_Supplied passage_:
◆ ◆ ◆ ◆ ◆ ◆ ◆
What’s at Stake in the Fight for $15?

On Wednesday morning, April 15, Amelia White left her Scarborough, ON apartment and began her trip downtown. Born in Jamaica, she’d moved with her mother to Lethbridge, AB in the ’70s. It was a lonely time; she remembers being the only black family in the small prairie city. The family soon moved to Winnipeg, where she lived until coming to Toronto five years ago. She likes the city but says she still isn’t used to the crowds.

A short time later, White was on a bustling Toronto street outside the Ministry of Labour, shoulder-to-shoulder with hundreds of others. The crowd – a mix of union members, students, and activists – was rallying under the banner of “$15 & Fairness,” calling for a higher minimum wage and legal protections to ensure decent work.

“We want $15 an hour so our families can be 10 per cent above the poverty line,” explains White, who earns $11.25 an hour at a local grocery store. “It would help tremendously. I wouldn’t have to worry about the rent or hydro. I can’t afford to do things that I want to do – going to the movies, seeing my friends for coffee. Nothing extravagant.”

White is a member of the Workers’ Action Centre (WAC), a community organization dedicated to organizing low-wage workers, which had planned the protest with a coalition of other groups, including the Ontario Federation of Labour, Health Providers Against Poverty, and the Canadian Federation of Students.

Unions and community groups held similar demonstrations in about a dozen cities across Canada. Worldwide, tens of thousands in over 40 countries participated in the April 15 mobilization. The events were inspired by the “Fight for $15” movement in the U.S., where low-wage workers, especially those in the fast-food industry, have managed to secure a $15 hourly wage in several West Coast cities.

Three weeks later, Canada’s minimum wage movement experienced an unexpected boost. On May 5, Albertans elected an NDP majority, unseating the long-ruling Progressive Conservatives. Premier Rachel Notley quickly reaffirmed her campaign commitment to be the first jurisdiction in Canada to have a $15 minimum wage. As of October 1, Alberta’s minimum wage increased from $10.20 to $11.20 an hour. By 2018 it will be $15.

Irene Lanzinger, B.C. Federation of Labour president, capturing the mood of many progressives in Canada, says that the workers in the U.S. and the changes in Alberta have inspired her organization’s own campaign for a $15 minimum wage. “If these places can do it, we can do it too. We’ve felt like we’ve been part of a bigger, North American or global campaign.”

Dollars and sense

Across Canada, almost seven per cent of workers make minimum wage. Of these workers, more than 40 per cent are under 20 years old. The right-wing Fraser Institute points to these numbers and argues that the issue only concerns “young people still living at home.” But the picture changes when you consider those who are being paid less than $15 an hour. Sixty per cent are 25 or older, and 35 per cent are over 40. Women make up 59 per cent of low-wage workers across Canada. Economist Sheila Block has found that in Ontario, racialized workers are 47 per cent more likely than the non-racialized population to be working for minimum wage; recent immigrants are also disproportionally represented.

“We were promised during our post-secondary education that we would have the ability to have these skilled jobs,” says Caitlin Davidson-King, a member of Unifor Local 3000 and chair of the B.C. Federation of Labour Young Workers’ Committee. “But our future holds minimum wage jobs.”
◆ ◆ ◆ ◆ ◆ ◆ ◆
Continue the article on the Fight for $15 from the point where it stops.

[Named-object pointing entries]
◆ ◆ ◆ ◆ ◆ ◆ ◆
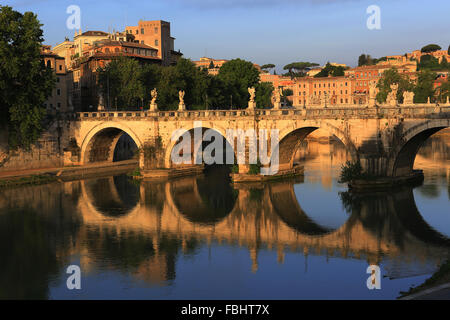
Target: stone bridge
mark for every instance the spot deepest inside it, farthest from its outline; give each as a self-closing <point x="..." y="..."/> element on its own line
<point x="265" y="216"/>
<point x="384" y="138"/>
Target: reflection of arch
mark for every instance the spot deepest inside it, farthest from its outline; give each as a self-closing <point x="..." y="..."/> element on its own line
<point x="286" y="206"/>
<point x="291" y="138"/>
<point x="172" y="142"/>
<point x="100" y="142"/>
<point x="117" y="197"/>
<point x="402" y="161"/>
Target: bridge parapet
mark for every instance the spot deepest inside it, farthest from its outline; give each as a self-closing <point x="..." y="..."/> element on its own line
<point x="414" y="111"/>
<point x="382" y="146"/>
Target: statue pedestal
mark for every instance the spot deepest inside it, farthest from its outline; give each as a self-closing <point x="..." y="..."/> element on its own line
<point x="153" y="107"/>
<point x="393" y="103"/>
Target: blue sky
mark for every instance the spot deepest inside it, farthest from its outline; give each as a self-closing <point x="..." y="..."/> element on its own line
<point x="263" y="31"/>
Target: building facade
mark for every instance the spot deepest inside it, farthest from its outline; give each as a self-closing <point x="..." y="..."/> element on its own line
<point x="58" y="100"/>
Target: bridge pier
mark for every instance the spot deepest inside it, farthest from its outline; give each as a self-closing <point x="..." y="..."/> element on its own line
<point x="384" y="139"/>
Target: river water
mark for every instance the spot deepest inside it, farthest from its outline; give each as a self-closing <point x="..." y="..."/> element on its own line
<point x="201" y="238"/>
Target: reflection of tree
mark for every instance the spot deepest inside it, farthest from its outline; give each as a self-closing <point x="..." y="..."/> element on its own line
<point x="215" y="198"/>
<point x="441" y="276"/>
<point x="391" y="216"/>
<point x="34" y="245"/>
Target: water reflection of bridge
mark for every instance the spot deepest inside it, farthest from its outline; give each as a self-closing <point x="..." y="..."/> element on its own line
<point x="266" y="216"/>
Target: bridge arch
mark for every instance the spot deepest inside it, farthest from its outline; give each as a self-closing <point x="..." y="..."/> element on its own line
<point x="401" y="162"/>
<point x="291" y="137"/>
<point x="100" y="142"/>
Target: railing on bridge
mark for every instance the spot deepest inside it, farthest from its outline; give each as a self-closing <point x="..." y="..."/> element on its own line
<point x="412" y="111"/>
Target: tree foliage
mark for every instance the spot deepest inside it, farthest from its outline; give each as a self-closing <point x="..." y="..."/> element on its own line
<point x="237" y="76"/>
<point x="128" y="83"/>
<point x="120" y="83"/>
<point x="367" y="60"/>
<point x="444" y="91"/>
<point x="428" y="62"/>
<point x="267" y="66"/>
<point x="263" y="95"/>
<point x="424" y="88"/>
<point x="25" y="82"/>
<point x="298" y="69"/>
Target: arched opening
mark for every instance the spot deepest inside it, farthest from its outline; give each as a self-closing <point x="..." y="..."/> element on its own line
<point x="202" y="146"/>
<point x="110" y="145"/>
<point x="112" y="196"/>
<point x="303" y="144"/>
<point x="203" y="199"/>
<point x="287" y="207"/>
<point x="405" y="157"/>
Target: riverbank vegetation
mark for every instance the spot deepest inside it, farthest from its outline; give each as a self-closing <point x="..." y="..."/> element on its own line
<point x="30" y="180"/>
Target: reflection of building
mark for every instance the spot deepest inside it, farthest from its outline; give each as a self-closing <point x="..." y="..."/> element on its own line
<point x="98" y="55"/>
<point x="156" y="34"/>
<point x="213" y="65"/>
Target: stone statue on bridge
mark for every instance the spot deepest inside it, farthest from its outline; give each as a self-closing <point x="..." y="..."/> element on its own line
<point x="373" y="91"/>
<point x="277" y="98"/>
<point x="251" y="102"/>
<point x="408" y="98"/>
<point x="181" y="105"/>
<point x="153" y="105"/>
<point x="392" y="96"/>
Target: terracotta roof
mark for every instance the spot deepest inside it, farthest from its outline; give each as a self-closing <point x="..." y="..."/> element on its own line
<point x="94" y="33"/>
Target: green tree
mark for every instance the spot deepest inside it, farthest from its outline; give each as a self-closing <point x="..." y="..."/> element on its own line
<point x="237" y="76"/>
<point x="121" y="83"/>
<point x="363" y="60"/>
<point x="25" y="82"/>
<point x="428" y="62"/>
<point x="268" y="66"/>
<point x="424" y="87"/>
<point x="390" y="77"/>
<point x="430" y="48"/>
<point x="301" y="68"/>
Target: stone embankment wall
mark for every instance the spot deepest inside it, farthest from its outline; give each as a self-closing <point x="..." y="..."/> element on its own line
<point x="45" y="153"/>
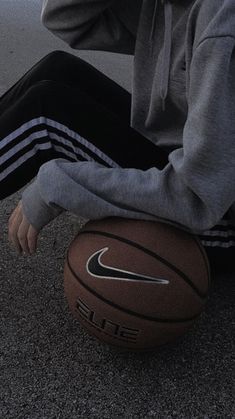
◆ ◆ ◆ ◆ ◆ ◆ ◆
_Output of the exercise_:
In Alberta, the Canadian Federation of Independent Business (CFIB) has led the charge against the incoming wage increase. They argue that the raise will result in a loss of between 50,000 to 180,000 jobs, due to increased costs to employers. And, they say, it won’t reduce poverty.

David Green, a professor at the Vancouver School of Economics at UBC and an international fellow at the Institute for Fiscal Studies in London, disagrees. In a study of the economic literature, he found that employment losses as a result of wage gain were focused primarily on teenagers and small numbers of young adults. For those over 24 years old, there was no discernable effect.

“Four years after the B.C. minimum wage increase, employment changed the same as the rest of Canada,” Green says. “In contrast, the Fraser Institute had said that one in six jobs would be lost.”

Across Canada, the gap between minimum wages and the low-income cut-off – the threshold at which people begin to spend more of their income on necessities than the average – leaves many full-time workers substantially below the poverty line.

“You need to raise the wage substantially to address poverty,” says Ian Hussey, research manager at the Parkland Institute, a left-leaning think tank in Alberta.

But now is not the right time, argues the CFIB. Alberta and Canada are in a recession. Employment insurance claims are at their highest levels since 2009, with Alberta and Ontario seeing the largest spikes. The CFIB argues that instead of raising the wage, the government should invest in targeted training programs and offer tax relief to low-wage workers.

“Business will have to make tough decisions in a climate like this,” says Amber Ruddy, director of provincial affairs for CFIB Alberta.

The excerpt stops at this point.